Stored data entries
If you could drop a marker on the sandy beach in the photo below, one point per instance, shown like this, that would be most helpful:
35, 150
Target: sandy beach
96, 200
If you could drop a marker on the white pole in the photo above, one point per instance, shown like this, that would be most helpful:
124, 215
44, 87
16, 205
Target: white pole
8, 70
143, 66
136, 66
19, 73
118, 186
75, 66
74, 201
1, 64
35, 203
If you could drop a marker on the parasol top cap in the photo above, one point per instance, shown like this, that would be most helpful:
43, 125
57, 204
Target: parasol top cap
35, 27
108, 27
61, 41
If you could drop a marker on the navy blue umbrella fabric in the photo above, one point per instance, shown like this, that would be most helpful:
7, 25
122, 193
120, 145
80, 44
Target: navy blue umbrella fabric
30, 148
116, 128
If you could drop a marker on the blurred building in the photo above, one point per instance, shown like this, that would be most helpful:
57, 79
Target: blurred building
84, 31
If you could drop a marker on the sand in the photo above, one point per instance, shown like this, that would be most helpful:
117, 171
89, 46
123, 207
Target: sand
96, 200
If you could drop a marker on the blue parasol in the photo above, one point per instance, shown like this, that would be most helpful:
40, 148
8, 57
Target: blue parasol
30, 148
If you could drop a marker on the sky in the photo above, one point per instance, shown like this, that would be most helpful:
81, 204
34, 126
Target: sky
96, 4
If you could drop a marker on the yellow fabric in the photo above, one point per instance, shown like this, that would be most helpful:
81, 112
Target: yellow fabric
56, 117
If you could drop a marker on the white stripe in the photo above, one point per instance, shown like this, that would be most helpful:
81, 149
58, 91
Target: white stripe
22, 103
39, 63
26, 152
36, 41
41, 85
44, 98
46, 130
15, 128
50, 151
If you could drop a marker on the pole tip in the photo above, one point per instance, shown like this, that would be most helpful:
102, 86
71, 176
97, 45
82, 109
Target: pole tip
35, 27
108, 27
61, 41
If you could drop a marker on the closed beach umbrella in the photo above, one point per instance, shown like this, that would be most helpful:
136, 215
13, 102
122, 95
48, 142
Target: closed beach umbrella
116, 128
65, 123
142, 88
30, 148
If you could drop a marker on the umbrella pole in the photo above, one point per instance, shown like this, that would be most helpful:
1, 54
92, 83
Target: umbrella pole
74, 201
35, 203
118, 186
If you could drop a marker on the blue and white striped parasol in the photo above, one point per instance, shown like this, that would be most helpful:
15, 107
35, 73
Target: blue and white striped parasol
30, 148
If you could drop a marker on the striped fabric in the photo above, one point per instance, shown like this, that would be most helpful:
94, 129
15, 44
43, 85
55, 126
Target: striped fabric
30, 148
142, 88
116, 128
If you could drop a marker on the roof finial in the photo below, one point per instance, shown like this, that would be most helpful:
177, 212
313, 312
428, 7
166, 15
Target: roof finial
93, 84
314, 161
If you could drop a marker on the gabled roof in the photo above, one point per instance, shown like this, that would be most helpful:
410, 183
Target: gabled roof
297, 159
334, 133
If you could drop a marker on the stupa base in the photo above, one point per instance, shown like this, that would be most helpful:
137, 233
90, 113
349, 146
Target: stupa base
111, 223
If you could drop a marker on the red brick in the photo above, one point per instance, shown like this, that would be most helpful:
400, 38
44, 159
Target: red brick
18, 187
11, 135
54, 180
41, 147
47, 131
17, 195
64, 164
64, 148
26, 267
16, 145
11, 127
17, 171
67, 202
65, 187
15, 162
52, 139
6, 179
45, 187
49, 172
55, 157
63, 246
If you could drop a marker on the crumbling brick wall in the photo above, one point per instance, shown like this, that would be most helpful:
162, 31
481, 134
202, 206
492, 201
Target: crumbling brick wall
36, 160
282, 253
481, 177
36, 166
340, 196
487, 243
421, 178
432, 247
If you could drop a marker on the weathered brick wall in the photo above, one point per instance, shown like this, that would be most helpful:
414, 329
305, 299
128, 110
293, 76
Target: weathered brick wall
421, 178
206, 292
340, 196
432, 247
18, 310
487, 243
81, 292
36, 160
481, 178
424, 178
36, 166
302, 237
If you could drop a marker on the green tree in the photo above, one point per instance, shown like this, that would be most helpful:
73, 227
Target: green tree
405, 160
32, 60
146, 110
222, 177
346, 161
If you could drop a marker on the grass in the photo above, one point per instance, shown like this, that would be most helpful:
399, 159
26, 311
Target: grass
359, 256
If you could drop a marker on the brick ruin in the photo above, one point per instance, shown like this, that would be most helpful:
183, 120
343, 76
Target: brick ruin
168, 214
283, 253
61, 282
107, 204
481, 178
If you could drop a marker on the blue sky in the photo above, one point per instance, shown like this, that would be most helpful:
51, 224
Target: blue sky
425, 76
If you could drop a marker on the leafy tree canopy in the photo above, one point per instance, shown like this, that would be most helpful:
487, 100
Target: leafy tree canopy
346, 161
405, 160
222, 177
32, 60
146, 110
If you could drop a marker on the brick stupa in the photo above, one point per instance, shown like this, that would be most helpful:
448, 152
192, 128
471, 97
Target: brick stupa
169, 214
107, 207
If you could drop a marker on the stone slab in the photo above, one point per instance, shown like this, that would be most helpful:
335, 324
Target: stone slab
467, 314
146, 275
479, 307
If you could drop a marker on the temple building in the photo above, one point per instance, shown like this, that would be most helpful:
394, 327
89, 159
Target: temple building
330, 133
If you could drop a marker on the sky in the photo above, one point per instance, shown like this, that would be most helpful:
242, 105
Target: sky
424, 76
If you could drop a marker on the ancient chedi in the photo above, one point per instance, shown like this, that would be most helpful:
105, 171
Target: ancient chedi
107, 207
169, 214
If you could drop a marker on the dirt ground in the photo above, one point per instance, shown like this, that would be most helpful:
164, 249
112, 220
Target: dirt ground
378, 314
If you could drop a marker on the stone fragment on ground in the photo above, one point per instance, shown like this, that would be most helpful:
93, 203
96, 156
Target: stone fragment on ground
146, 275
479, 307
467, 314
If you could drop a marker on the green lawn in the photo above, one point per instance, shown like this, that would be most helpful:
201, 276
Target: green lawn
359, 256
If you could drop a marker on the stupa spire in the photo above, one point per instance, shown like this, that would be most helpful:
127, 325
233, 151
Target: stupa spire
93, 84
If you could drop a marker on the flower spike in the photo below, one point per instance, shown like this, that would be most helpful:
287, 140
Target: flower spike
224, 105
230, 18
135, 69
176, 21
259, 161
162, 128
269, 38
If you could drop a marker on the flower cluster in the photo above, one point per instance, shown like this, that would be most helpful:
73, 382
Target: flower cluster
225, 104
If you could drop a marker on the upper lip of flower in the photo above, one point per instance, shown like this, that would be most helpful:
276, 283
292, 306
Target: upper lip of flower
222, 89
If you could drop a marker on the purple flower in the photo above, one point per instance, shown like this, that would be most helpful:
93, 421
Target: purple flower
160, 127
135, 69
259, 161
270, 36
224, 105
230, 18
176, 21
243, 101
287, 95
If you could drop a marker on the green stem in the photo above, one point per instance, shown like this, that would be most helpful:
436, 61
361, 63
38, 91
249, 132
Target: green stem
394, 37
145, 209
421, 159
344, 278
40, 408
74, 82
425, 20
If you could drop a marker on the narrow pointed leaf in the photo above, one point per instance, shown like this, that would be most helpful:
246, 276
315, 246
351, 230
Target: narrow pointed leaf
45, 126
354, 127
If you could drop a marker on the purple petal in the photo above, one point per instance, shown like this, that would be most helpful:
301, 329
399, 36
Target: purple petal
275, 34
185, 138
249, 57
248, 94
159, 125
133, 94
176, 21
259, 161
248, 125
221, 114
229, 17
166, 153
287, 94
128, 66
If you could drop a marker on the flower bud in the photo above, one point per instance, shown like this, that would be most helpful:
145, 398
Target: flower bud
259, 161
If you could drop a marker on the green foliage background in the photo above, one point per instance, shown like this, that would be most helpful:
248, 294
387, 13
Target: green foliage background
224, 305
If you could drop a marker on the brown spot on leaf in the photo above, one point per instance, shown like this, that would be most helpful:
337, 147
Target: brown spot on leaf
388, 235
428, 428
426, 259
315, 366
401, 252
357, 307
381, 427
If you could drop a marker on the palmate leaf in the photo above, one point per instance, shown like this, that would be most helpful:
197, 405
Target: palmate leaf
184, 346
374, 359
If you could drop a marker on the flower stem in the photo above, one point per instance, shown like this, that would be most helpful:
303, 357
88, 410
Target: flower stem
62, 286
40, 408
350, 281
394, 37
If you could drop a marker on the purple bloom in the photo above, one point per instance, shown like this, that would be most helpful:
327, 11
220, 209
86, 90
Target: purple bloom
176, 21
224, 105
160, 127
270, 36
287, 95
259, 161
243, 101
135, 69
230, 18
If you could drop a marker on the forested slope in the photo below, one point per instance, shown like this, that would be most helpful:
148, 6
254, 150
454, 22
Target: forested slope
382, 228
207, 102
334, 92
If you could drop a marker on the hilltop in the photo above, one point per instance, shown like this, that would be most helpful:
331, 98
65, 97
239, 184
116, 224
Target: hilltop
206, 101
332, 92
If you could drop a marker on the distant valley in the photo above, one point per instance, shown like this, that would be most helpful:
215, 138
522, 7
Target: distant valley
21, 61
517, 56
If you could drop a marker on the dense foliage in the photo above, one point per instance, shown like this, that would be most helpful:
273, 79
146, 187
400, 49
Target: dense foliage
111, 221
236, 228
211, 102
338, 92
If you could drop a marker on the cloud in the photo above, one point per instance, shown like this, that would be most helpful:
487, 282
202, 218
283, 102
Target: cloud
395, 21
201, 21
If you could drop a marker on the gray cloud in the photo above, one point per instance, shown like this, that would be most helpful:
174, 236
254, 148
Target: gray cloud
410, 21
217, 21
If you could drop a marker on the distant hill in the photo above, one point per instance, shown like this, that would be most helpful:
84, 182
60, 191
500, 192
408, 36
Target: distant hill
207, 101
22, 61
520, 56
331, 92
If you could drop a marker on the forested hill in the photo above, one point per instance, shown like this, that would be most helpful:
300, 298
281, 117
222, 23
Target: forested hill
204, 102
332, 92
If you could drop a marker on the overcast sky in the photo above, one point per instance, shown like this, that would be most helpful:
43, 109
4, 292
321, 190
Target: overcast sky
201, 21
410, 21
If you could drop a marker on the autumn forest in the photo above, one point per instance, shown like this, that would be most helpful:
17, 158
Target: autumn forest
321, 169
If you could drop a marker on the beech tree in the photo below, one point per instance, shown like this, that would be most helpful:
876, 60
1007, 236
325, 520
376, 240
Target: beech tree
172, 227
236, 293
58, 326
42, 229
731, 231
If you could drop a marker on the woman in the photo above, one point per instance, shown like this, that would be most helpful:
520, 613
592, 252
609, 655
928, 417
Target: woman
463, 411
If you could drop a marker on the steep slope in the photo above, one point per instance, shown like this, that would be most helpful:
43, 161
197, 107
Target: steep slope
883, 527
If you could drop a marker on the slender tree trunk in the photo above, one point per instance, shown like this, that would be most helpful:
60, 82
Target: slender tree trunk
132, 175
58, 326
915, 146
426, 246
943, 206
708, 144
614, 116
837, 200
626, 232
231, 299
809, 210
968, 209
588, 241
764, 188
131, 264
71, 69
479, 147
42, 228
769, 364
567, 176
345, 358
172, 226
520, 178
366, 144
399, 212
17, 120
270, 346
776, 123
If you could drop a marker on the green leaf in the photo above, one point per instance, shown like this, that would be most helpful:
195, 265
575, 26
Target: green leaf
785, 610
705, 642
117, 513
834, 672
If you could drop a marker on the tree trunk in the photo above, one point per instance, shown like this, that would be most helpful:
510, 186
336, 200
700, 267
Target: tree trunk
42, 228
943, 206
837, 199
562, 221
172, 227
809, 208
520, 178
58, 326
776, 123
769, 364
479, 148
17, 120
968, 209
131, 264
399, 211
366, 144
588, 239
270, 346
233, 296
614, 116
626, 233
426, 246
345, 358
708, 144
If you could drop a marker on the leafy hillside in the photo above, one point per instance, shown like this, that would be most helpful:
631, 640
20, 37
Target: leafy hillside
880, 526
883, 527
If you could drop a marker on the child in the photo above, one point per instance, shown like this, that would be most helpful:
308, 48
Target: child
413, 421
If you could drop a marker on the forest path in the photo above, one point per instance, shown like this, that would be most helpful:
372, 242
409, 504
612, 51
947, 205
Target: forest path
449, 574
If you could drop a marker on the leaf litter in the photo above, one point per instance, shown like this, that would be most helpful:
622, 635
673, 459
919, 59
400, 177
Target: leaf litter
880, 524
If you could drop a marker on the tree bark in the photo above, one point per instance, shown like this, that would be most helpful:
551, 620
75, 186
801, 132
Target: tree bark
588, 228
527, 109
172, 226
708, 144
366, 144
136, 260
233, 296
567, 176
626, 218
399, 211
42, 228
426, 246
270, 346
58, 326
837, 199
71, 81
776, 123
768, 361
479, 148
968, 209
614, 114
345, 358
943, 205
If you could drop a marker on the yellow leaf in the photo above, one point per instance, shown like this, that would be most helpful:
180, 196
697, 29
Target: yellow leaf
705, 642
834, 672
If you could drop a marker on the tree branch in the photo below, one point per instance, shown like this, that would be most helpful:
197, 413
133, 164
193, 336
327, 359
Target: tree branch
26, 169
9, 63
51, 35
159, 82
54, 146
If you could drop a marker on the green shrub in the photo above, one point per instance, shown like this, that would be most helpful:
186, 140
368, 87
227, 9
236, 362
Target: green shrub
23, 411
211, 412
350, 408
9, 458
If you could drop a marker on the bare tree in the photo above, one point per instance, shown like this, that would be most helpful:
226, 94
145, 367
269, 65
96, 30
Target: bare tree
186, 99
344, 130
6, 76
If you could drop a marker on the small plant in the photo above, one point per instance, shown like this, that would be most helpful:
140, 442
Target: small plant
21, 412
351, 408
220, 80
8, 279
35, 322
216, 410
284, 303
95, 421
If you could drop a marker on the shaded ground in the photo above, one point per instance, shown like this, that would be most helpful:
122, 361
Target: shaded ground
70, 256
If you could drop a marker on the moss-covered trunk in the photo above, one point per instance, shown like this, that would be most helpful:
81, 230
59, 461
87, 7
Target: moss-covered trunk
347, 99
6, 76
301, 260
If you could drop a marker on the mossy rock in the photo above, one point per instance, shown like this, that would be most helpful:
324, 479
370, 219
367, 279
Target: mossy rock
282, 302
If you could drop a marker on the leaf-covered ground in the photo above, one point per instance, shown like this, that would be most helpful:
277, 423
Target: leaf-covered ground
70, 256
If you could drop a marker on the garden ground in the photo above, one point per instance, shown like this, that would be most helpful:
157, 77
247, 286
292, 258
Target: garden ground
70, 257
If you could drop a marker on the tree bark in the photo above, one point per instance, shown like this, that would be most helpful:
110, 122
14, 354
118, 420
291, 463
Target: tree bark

What to do: Quote every line of the records above, from the first down to the one holding "If you could drop a marker on the closed", exactly as written.

Answer space:
If you could drop a marker on the sandy beach in the photo below, one point per instance, shown like this, that would be most helpful:
35, 150
Target: sandy beach
96, 200
If you could drop a marker on the white pole in the photo above, one point per instance, shown like this, that would be most helpful:
124, 215
44, 87
16, 205
Target: white pole
8, 70
143, 66
136, 66
19, 73
118, 186
75, 66
74, 201
1, 64
35, 203
If you could drop a marker on the parasol top cap in the photo above, one point per instance, shown like this, that would be most helpful:
43, 125
57, 204
Target: parasol top cap
35, 27
108, 27
61, 41
If you could drop a marker on the navy blue umbrella fabric in the photo above, one point per instance, shown like this, that would be most helpful:
7, 25
122, 193
120, 145
80, 44
Target: navy blue umbrella fabric
30, 148
116, 128
If you could drop a marker on the blurred building in the photo above, one point per instance, shown like this, that would be most helpful:
57, 79
Target: blurred building
84, 31
If you could drop a marker on the sand in the photo above, one point per instance, shown like this, that would be most helpful:
117, 171
89, 46
123, 207
Target: sand
96, 200
If you could drop a marker on the blue parasol in the photo above, one point per instance, shown like this, that would be most helpful:
40, 148
8, 57
Target: blue parasol
30, 148
If you could drop a marker on the sky in the photo above, one point per instance, shown like this, that would be most helpful:
81, 204
34, 126
Target: sky
96, 4
If you could drop a marker on the yellow fabric in the photo above, one point per instance, shown like this, that would be most helpful:
81, 112
Target: yellow fabric
56, 117
If you could drop a marker on the white stripe in the photo above, one point per instance, shown like this, that would be most helpful:
81, 149
58, 91
Target: white stripe
22, 103
39, 63
26, 152
36, 41
41, 85
44, 98
46, 130
15, 128
50, 151
If you could drop a marker on the pole tip in the photo above, one point per instance, shown like this, that would be most helpful:
102, 86
71, 176
97, 45
82, 109
Target: pole tip
35, 27
108, 27
61, 41
If you could drop a marker on the closed beach umbrella in the photo above, one point per instance, shown like this, that would be most helpful:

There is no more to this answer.